DATA EXTRACT Start Marker

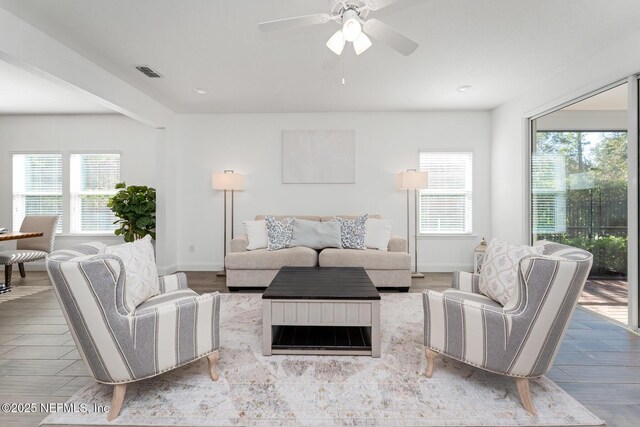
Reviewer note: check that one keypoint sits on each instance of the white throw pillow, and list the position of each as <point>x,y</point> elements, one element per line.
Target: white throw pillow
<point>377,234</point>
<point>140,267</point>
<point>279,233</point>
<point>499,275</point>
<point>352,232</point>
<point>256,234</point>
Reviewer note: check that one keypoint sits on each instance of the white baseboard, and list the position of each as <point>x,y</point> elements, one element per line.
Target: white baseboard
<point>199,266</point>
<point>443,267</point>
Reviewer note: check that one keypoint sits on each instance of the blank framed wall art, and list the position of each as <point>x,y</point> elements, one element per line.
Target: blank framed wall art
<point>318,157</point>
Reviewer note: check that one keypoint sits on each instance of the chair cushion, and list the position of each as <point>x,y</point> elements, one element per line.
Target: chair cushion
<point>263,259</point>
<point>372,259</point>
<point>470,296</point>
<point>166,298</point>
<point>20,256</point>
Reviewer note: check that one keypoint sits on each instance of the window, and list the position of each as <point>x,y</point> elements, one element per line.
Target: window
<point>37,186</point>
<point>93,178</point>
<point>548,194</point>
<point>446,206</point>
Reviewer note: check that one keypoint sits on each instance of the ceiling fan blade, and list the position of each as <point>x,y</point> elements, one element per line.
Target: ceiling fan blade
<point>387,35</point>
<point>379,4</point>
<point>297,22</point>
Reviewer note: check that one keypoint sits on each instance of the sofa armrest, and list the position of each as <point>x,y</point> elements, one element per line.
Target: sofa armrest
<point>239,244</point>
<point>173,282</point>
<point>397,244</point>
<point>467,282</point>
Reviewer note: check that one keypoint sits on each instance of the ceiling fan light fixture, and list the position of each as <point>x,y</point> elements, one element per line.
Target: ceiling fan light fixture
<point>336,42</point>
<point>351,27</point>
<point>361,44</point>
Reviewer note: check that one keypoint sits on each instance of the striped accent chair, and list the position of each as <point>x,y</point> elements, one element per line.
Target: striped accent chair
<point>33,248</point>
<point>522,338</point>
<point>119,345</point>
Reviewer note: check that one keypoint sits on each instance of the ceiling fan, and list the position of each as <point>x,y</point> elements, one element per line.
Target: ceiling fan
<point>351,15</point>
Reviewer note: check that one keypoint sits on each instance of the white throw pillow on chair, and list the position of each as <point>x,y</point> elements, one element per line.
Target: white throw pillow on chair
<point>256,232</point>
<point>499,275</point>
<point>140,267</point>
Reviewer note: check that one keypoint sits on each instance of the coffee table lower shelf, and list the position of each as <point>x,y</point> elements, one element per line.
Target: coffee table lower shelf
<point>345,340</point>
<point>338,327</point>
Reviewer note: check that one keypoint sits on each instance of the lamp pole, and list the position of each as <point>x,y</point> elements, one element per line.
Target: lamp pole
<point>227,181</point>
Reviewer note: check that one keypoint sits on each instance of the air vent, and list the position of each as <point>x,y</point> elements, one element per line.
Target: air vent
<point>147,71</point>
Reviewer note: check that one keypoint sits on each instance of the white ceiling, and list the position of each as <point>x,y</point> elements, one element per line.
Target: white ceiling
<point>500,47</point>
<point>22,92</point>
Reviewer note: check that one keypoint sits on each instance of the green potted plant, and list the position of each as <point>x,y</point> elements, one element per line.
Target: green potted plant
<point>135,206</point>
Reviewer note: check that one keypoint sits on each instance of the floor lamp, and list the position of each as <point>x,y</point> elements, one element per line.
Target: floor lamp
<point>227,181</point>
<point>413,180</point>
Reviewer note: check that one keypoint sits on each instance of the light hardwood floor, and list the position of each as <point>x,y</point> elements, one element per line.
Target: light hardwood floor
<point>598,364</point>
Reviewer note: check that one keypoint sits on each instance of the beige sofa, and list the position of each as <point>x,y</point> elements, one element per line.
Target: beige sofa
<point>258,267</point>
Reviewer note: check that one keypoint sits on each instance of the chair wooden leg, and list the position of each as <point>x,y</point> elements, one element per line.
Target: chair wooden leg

DATA EXTRACT End Marker

**WHAT YOU SHOULD DO:** The answer must be an exact copy of the entries, with the pictures omitted.

**ANSWER AREA:**
Reviewer note: check that one keypoint sits on each instance of the white throw pillow, and list the position of each as <point>x,y</point> elements, one element per line.
Target: white throw pillow
<point>377,234</point>
<point>140,267</point>
<point>279,233</point>
<point>499,275</point>
<point>352,232</point>
<point>256,234</point>
Reviewer note: check that one keypoint sits on each instance of the white baseboard, and list the position of each as <point>x,y</point> elements, one element per line.
Target: white baseboard
<point>199,266</point>
<point>443,267</point>
Reviewer note: check that one keypoint sits on each instance of the blank framed wall art, and list the position of each as <point>x,y</point> elements, one element per line.
Target: blank framed wall art
<point>318,157</point>
Reviewer note: check that one keypoint sits on each instance of the chair cushion, and list the position of each as <point>x,y</point> elements, one element per line.
Target: chair cushion
<point>263,259</point>
<point>372,259</point>
<point>470,296</point>
<point>166,298</point>
<point>20,256</point>
Reviewer note: check that one keypoint sits on each instance of the window, and list the position of each as <point>x,y</point> elements, one element per line.
Target: window
<point>37,186</point>
<point>93,178</point>
<point>548,194</point>
<point>446,206</point>
Reviewer note: check that one keypoint sits on each instance of the ceiling fan blade, and list the position of each as <point>x,y</point> elements, one element per line.
Target: ceiling fan blade
<point>387,35</point>
<point>379,4</point>
<point>297,22</point>
Reviewer note: check that one keypoint sits on each instance of the sofa armrest, and list the position of each as <point>x,y</point> elements, one element per line.
Target: sofa armrest
<point>239,244</point>
<point>173,282</point>
<point>397,244</point>
<point>467,282</point>
Reviewer note: check that one keypoint sits on each instance of the ceiling fan light fixture, and list the position of each as <point>x,y</point> elements, one element per line.
Target: ceiling fan light fixture
<point>336,42</point>
<point>351,27</point>
<point>361,44</point>
Reviewer note: check that one keypoint sits on each instance of the striped accent chair, and list the position of each as <point>x,y</point> elements, one element per line.
Target: striped accent chair
<point>33,248</point>
<point>522,338</point>
<point>119,345</point>
Reviewer note: check that one keypoint sits on each instance of the ceiling fan, and list the position of each as <point>x,y</point> elements, one element per line.
Target: ceiling fan
<point>351,15</point>
Reviewer note: check that one keypoint sits on each instance of the white throw pillow on chair, and list the position of each as <point>x,y</point> elements, one element per line.
Target: white throw pillow on chair
<point>256,232</point>
<point>499,275</point>
<point>140,267</point>
Reviewer note: check that one keypoint sits on each instance of the coffee table lower shelf, and list the position of each as <point>x,y</point> elements, one element per line.
Target: coffee table lower shelf
<point>345,340</point>
<point>338,327</point>
Reviewer note: check that one keypoint sits on each instance of the lamp pole, and list the position of each as <point>x,y</point> elements, one element per line.
Target: lamp pole
<point>227,181</point>
Reviewer note: check that one keypoint sits on each instance of the air vent, and list the position of each as <point>x,y</point> elements, one element per line.
Target: air vent
<point>147,71</point>
Reviewer note: check that one keypoint sits on each instance of the white ceiling, and list the position of each as <point>x,y</point> elements, one element per line.
Target: white ceiling
<point>500,47</point>
<point>22,92</point>
Reviewer note: check that one keypoint sits on each instance of the green potted plant, and list the position of each as <point>x,y</point> elements, one element per line.
Target: green potted plant
<point>135,206</point>
Reviewer note: check that one keypoint sits on each instance of the floor lamp, and list the position of each as <point>x,y</point> elements, one element per line.
Target: floor lamp
<point>227,181</point>
<point>413,180</point>
Reviewer note: check that one keypoint sits on each instance of the light hardwood floor, and list the position of each as <point>x,y</point> elements, one element per line.
Target: light hardwood floor
<point>598,364</point>
Reviewer note: check that one keypoint sits on each instance of the beige sofa, and list the position of each as <point>x,y</point> elements, one element per line.
Target: beige sofa
<point>258,267</point>
Reviewer note: check that one keypoint sits on each instance of the chair wooden leg, and list the position of each as <point>x,y</point> elements, one element per line.
Target: chair wooden leg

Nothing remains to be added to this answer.